→ **Stated exercise**:
Render the material as a Markdown table with the columns Row and Line, beginning at its first line and stopping after the line that contains "<point>348,321</point>". Leave out any blank lines.

→ **Input material**:
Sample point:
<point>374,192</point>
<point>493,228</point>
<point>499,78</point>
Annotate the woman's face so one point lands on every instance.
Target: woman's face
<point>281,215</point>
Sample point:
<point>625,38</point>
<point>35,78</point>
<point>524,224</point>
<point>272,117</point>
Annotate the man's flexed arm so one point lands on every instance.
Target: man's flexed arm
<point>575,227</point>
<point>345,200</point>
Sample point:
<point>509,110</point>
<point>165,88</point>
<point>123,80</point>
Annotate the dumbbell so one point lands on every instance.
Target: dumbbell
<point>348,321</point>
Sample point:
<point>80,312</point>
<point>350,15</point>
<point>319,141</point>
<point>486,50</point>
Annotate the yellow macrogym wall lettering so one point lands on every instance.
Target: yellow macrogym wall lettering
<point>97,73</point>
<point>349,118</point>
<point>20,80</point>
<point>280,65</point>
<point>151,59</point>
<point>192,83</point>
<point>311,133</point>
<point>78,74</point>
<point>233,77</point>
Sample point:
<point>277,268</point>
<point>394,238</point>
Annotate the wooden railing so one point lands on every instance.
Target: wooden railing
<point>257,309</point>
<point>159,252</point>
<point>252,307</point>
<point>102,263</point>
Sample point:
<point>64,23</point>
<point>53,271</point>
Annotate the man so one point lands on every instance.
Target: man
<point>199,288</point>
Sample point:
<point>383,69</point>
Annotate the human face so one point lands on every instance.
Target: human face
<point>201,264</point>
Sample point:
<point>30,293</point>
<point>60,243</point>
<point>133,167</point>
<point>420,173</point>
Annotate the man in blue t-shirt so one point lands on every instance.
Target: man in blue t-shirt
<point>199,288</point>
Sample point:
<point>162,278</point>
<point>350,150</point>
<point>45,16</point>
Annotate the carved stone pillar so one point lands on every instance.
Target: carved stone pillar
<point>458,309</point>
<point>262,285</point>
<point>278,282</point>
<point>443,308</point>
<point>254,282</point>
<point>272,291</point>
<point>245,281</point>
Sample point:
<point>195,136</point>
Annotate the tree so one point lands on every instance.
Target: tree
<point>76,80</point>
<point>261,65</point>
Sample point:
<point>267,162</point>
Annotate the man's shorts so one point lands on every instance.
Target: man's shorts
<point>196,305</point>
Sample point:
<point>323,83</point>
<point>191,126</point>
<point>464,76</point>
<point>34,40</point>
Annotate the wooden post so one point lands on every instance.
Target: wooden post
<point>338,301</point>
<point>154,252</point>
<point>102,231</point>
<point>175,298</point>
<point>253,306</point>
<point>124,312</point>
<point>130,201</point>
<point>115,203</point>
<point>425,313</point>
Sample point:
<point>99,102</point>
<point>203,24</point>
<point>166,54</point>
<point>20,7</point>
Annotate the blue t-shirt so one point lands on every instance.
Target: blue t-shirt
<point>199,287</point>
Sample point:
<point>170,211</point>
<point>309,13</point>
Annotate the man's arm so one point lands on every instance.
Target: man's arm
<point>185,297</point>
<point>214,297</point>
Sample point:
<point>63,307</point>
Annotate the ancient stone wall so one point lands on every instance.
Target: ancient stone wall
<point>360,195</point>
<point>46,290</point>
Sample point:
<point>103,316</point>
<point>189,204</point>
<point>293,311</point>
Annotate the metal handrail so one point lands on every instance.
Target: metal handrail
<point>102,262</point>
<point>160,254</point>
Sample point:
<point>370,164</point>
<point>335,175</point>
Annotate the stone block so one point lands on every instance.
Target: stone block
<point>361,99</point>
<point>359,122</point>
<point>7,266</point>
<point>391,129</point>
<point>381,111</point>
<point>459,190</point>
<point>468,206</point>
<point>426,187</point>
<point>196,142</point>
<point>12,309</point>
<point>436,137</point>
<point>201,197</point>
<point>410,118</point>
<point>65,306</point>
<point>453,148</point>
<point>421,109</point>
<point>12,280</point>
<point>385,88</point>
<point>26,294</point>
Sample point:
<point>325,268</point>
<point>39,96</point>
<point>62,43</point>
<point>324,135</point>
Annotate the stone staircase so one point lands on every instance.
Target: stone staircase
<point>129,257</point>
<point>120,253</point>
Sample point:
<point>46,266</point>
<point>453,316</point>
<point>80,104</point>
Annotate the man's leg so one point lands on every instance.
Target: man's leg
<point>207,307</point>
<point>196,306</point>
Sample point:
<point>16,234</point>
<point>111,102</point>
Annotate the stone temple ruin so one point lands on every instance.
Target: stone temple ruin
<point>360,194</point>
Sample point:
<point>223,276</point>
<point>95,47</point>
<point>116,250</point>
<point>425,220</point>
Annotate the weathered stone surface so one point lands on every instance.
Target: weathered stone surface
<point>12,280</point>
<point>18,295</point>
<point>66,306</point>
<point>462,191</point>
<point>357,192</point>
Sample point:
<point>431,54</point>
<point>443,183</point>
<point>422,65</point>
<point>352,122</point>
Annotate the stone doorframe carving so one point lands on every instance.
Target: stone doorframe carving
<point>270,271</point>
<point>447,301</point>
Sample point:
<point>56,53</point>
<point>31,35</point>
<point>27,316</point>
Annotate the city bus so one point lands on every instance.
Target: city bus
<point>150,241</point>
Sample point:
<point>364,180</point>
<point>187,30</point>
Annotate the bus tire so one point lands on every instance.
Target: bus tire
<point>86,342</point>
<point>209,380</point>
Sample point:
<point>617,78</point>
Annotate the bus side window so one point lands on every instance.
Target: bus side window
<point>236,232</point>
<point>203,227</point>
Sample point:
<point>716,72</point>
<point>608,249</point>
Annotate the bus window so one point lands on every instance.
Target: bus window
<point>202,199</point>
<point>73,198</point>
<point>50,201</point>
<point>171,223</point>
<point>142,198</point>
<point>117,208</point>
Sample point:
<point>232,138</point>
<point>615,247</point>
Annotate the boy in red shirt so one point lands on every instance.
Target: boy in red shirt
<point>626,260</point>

→ **Solution to the problem**:
| Row | Line |
|---|---|
| 1 | Sample point: |
| 2 | <point>374,192</point> |
| 3 | <point>493,228</point> |
| 4 | <point>499,78</point> |
| 5 | Annotate the woman's face so one point lands on every instance. |
| 6 | Target: woman's face |
| 7 | <point>281,215</point> |
| 8 | Sample point: |
| 9 | <point>625,38</point> |
| 10 | <point>35,78</point> |
| 11 | <point>524,224</point> |
| 12 | <point>272,117</point> |
| 13 | Annotate the man's flexed arm so one point lands on every instance. |
| 14 | Target: man's flexed arm |
| 15 | <point>575,227</point> |
| 16 | <point>345,200</point> |
| 17 | Sample point: |
| 18 | <point>509,110</point> |
| 19 | <point>165,88</point> |
| 20 | <point>123,80</point> |
| 21 | Annotate the dumbbell so one point lands on every instance. |
| 22 | Target: dumbbell |
| 23 | <point>348,321</point> |